§ Supplied passage
There isn't really a proper deconstruction today, and I'm sorry for that. I've been kind of swamped with the filibuster work (because I'm so close and really just want to finish) and also my cough is still lingering which means medicated cough syrup which means sleepy-head. But! I did have a thing I wanted to talk about, that maybe you all will want to talk about too! (Discuss! Or not, lol.)
Husband has got us watching House, M.D. which... yeah. Ya'll can probably imagine how much I yell at the screen because it's about a privileged asshole who feels like medical consent is for ninnies, but it's also one of those properties where there are enough laughs and I like the actors involved well enough that I keep watching. So that's nice, your mileage may vary, etc.
But! We watched an episode last night (Insensitive) where Dr. Lisa Cuddy (Dean of Medicine, Dr. House's boss, and generally awesome) goes on a first date with a nice guy she meets on a dating site. Dr. House, being that he's an asshole, keeps interrupting her date and she sees through his bullshit and tells him to leave her alone because she's enjoying herself and he can live with it, so there. And it's really a great scene, and I'm fist-pumping along because yeeeaaah! You tell him, lady. Etc.

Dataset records
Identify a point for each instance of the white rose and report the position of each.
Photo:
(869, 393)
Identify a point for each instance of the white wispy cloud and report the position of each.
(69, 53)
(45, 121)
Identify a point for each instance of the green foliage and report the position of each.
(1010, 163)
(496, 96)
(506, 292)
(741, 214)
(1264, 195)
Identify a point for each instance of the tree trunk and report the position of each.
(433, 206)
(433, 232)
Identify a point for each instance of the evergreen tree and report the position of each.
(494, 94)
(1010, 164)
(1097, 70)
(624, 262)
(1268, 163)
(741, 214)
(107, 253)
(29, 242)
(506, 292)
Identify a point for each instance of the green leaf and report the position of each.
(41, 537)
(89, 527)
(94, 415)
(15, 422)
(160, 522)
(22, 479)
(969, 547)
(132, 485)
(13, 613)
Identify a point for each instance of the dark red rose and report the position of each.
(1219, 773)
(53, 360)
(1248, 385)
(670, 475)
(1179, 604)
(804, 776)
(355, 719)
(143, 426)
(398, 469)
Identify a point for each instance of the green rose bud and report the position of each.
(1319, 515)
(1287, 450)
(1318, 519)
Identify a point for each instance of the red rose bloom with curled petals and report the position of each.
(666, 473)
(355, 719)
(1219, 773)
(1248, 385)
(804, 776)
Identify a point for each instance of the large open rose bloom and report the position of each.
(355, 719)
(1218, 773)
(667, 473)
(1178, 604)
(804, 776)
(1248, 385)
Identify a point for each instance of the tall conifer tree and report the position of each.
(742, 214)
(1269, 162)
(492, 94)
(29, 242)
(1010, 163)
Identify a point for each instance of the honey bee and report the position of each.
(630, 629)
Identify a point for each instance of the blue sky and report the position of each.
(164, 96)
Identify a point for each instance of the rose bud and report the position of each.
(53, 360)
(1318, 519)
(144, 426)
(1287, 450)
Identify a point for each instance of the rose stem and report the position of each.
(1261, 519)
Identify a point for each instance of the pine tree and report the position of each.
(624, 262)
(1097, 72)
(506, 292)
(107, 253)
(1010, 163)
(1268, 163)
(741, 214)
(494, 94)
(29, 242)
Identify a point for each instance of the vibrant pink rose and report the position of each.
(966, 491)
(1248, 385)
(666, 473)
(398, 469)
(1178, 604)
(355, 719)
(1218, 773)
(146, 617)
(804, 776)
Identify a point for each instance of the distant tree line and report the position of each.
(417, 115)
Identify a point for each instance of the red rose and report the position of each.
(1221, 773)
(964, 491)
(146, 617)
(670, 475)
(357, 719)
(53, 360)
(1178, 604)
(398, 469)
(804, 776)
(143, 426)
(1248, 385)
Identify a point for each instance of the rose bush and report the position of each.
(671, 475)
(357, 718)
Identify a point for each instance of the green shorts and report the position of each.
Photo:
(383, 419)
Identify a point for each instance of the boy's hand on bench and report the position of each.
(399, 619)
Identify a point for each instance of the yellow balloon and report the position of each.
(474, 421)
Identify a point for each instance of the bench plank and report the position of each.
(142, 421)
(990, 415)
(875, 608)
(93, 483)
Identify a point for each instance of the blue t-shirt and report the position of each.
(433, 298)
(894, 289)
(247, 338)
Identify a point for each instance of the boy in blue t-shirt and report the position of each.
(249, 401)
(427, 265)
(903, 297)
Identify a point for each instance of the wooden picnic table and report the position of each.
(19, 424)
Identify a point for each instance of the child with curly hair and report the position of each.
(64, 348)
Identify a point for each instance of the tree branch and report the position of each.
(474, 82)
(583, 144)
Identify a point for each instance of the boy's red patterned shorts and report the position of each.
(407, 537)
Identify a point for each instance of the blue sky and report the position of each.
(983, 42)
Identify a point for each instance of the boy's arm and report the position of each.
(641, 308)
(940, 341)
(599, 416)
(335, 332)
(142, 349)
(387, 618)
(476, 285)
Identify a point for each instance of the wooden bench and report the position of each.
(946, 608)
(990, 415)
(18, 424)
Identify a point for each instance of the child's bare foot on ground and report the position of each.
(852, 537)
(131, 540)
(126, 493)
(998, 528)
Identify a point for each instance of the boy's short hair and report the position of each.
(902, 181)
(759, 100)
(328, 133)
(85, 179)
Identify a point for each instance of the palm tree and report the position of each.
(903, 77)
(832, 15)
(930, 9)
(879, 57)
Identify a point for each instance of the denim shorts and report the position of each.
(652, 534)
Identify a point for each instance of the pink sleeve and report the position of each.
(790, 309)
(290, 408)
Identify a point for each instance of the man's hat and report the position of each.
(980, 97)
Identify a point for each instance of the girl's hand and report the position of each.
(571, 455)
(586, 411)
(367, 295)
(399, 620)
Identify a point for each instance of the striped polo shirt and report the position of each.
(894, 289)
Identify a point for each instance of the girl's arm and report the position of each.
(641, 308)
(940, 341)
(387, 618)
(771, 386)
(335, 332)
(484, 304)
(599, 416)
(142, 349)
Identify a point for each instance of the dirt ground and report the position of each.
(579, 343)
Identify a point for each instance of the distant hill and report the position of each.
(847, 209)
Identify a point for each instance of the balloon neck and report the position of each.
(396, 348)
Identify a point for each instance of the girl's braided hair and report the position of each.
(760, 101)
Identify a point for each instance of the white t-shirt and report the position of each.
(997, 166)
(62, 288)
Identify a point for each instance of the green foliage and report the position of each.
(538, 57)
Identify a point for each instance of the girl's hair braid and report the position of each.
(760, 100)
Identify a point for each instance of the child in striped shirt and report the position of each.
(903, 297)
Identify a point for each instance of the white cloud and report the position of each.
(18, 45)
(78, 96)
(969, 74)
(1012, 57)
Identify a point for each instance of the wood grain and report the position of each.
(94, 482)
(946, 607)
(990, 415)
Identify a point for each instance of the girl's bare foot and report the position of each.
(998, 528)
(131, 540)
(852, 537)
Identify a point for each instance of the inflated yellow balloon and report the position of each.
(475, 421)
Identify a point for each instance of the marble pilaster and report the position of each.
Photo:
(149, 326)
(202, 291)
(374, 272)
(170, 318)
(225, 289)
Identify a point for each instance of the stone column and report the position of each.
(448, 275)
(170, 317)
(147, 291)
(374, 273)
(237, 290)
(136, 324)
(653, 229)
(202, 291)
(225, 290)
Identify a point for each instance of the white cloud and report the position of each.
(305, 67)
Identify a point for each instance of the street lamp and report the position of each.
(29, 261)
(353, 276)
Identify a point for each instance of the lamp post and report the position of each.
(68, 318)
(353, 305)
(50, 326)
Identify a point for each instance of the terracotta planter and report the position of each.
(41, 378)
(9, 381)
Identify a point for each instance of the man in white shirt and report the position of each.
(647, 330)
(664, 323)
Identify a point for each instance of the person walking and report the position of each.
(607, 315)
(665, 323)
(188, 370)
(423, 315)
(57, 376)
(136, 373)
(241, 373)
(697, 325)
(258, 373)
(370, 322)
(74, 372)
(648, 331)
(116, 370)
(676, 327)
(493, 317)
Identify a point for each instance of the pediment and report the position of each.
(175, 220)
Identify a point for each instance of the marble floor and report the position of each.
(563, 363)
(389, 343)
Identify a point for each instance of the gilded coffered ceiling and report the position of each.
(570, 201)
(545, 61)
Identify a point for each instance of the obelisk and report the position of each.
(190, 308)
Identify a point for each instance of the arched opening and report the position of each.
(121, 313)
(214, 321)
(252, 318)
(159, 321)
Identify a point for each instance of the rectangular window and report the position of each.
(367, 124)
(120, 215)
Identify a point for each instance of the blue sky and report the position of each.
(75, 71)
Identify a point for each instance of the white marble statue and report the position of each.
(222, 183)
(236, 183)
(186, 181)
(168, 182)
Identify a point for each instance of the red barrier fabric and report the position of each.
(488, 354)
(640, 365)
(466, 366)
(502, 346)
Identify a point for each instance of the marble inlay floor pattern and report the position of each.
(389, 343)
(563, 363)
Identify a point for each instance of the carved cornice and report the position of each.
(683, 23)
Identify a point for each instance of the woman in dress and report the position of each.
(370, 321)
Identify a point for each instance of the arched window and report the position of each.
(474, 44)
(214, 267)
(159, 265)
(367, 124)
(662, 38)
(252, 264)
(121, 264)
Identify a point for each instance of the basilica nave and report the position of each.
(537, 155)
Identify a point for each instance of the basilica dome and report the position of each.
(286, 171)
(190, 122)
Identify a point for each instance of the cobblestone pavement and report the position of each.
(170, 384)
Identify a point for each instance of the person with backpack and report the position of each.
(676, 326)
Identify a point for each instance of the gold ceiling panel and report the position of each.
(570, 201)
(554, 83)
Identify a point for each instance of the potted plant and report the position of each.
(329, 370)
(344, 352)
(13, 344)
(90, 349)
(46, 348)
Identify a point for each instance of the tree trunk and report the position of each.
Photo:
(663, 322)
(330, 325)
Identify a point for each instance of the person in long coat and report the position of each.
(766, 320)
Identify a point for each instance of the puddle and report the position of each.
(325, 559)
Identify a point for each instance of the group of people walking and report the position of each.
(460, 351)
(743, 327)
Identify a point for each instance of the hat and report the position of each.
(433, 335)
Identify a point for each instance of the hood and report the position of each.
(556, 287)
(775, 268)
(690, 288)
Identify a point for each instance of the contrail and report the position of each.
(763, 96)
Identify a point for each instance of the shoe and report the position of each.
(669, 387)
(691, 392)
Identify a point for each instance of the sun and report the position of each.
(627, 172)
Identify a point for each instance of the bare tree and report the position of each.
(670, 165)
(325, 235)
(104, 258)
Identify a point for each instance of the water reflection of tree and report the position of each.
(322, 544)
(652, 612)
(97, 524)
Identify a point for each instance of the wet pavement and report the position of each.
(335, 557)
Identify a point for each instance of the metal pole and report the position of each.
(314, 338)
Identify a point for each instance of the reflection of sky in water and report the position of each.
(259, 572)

§ Problem
Reproduce, word for word, the entire passage above about watching House, M.D.

§ Your solution
There isn't really a proper deconstruction today, and I'm sorry for that. I've been kind of swamped with the filibuster work (because I'm so close and really just want to finish) and also my cough is still lingering which means medicated cough syrup which means sleepy-head. But! I did have a thing I wanted to talk about, that maybe you all will want to talk about too! (Discuss! Or not, lol.)
Husband has got us watching House, M.D. which... yeah. Ya'll can probably imagine how much I yell at the screen because it's about a privileged asshole who feels like medical consent is for ninnies, but it's also one of those properties where there are enough laughs and I like the actors involved well enough that I keep watching. So that's nice, your mileage may vary, etc.
But! We watched an episode last night (Insensitive) where Dr. Lisa Cuddy (Dean of Medicine, Dr. House's boss, and generally awesome) goes on a first date with a nice guy she meets on a dating site. Dr. House, being that he's an asshole, keeps interrupting her date and she sees through his bullshit and tells him to leave her alone because she's enjoying herself and he can live with it, so there. And it's really a great scene, and I'm fist-pumping along because yeeeaaah! You tell him, lady. Etc.